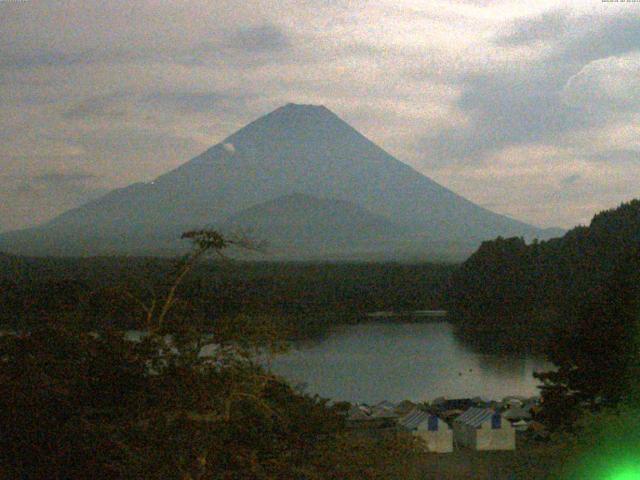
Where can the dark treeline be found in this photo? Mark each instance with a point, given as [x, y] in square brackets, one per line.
[308, 297]
[576, 298]
[524, 296]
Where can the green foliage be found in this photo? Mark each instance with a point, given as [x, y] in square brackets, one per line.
[176, 403]
[577, 298]
[305, 298]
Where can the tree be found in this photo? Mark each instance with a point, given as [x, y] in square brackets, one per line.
[597, 360]
[179, 403]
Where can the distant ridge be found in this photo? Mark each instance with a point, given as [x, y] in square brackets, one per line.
[296, 149]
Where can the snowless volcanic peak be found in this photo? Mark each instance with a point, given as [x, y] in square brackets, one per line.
[296, 149]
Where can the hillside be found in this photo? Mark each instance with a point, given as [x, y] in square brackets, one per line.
[295, 149]
[516, 294]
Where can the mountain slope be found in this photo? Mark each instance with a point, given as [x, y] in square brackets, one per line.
[306, 226]
[296, 148]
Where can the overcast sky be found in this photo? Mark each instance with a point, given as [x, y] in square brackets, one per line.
[529, 108]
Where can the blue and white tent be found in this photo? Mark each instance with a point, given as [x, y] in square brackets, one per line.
[483, 429]
[437, 435]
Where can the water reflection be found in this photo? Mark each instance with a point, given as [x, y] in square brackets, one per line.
[418, 361]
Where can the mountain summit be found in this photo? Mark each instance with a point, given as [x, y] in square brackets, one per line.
[296, 149]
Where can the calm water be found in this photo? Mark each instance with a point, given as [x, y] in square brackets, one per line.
[416, 361]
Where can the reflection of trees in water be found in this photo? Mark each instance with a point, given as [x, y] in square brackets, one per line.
[494, 342]
[506, 366]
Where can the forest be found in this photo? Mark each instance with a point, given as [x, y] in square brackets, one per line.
[518, 296]
[305, 298]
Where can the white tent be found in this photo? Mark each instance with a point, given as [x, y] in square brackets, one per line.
[435, 432]
[483, 429]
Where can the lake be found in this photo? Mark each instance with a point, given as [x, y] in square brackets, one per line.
[377, 361]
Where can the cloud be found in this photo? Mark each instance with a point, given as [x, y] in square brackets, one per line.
[499, 101]
[258, 39]
[63, 179]
[549, 25]
[570, 179]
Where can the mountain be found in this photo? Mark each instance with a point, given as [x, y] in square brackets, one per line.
[296, 149]
[520, 295]
[305, 226]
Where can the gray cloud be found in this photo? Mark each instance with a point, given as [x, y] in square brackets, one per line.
[570, 179]
[263, 38]
[131, 93]
[547, 26]
[526, 102]
[197, 102]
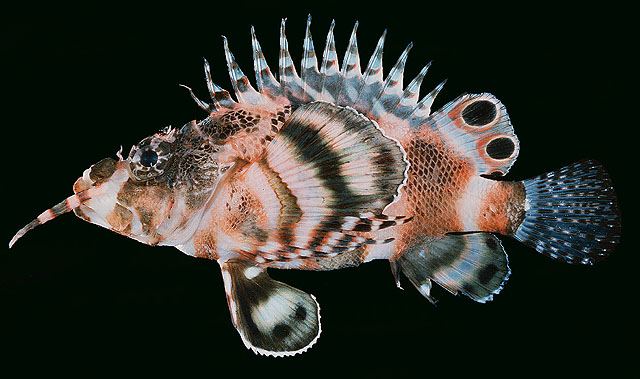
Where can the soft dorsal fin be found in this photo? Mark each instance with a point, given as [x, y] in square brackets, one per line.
[478, 127]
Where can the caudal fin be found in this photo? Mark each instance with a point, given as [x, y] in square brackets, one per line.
[571, 214]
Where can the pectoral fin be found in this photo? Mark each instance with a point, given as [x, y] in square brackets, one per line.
[273, 318]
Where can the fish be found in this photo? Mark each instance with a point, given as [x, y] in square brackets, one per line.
[332, 166]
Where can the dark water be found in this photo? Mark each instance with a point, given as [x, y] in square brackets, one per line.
[80, 82]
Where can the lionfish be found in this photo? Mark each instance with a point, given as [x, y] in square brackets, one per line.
[331, 168]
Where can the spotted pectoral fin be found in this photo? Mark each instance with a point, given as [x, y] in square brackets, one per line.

++++++++++

Swap "in this photo" for "in this image" wherever it occurs in the lines above and give all of those lines again, otherwise unchanged. Leave the pictures out.

Where can the dark treeline be found in this image? Mark each instance with a point, given as [x, y] in square brackets, one per line.
[308, 297]
[576, 298]
[524, 296]
Where can the green foliage be found in this image? Mark each instance with a point, given as [x, y] in square brackets, one per line.
[176, 403]
[577, 298]
[305, 298]
Where can the tree be found in this image? Mark each instance with a point, given as [x, y] in square brackets, one per line.
[597, 360]
[179, 403]
Where can the distant ridge be found in this image? Mark each instance with a point, given as [x, y] in square brackets, one per line.
[296, 149]
Where can the snowless volcanic peak be found in this image? Mark each instance with a point, given as [x, y] in square brackets, one per line.
[296, 149]
Where can the hillside be found in this image? Mark each instance with a point, given as [x, y] in square brackets, one per line.
[295, 149]
[516, 294]
Where can the mountain slope be found in this image? Mark each instance with a point, given as [x, y] in square brackets, one per line.
[306, 226]
[296, 148]
Where can the overcast sky be found in this image? Mark each instance with a point, given as [x, y] in square brackets, one per line.
[529, 108]
Where can the blue and white tent be found in this image? Mark each instance with a point, given as [x, y] in square brackets, one per line.
[483, 429]
[437, 435]
Where can the water reflection be found in this image? Mark each instance with a point, given as [x, y] in square brackets, one per line.
[418, 361]
Where can the mountain summit be found in this image? Mark each instance with a point, given as [x, y] in square brackets, one per line.
[296, 149]
Where can the calm water be found in this image? Mark each instance with a point, given as [x, y] in square brackets, one per line.
[416, 361]
Where can the reflection of trees in water be found in this image? Mark each instance with a point, given as [x, y] in square brackets, one per line.
[494, 342]
[506, 366]
Where can the forest be found in this image? Mark each instance with a point, given as [x, y] in square brackets, one per line.
[518, 296]
[305, 298]
Where can the white tent be found in this image? Mark each instance with a point, given as [x, y] in square brackets, one per line.
[435, 432]
[483, 429]
Where can the lake be found in this image? Mark each instance with a point, given as [x, y] in square brackets, one per line.
[377, 361]
Where can the cloud be found in this image? Mark each instance with a point, given as [x, y] in square brackets, one per line.
[499, 101]
[258, 39]
[63, 179]
[549, 25]
[570, 179]
Where can the mountain be found in this image? Mark each instance with a point, given as [x, y] in square brackets, one per line.
[296, 149]
[520, 295]
[305, 226]
Where can the gray cloud be found in this image? Mark each instance with a point, given as [x, y] in square brackets, one per line.
[570, 179]
[263, 38]
[131, 93]
[547, 26]
[526, 102]
[197, 102]
Where can the soft dorsal fin be found in this image? Mark each instance with a point, given as [x, y] in square brackets, one per line.
[478, 127]
Where can the caudal fin be found in this image? Mark each instance with a point, given as [x, y] in square brackets, one per line.
[571, 214]
Where can the pectoral fin be found in this image? Mark each instance with a point, given as [x, y] in square brackets, one per line.
[273, 318]
Where can the fish be found in this image? Mark each instance with a point, given as [x, y] in square brackets, one per line.
[332, 166]
Where can the dark water be found in this image? Mark each instance with a point, given as [x, y] in square brackets, one per line.
[80, 82]
Where can the lionfish be found in this image? Mark each instance with a point, given as [x, y] in square brackets, one per line.
[331, 168]
Where can the spotted pectoral fin be found in this image? Mark each instance with a point, given as [x, y] in square brackets, one per line.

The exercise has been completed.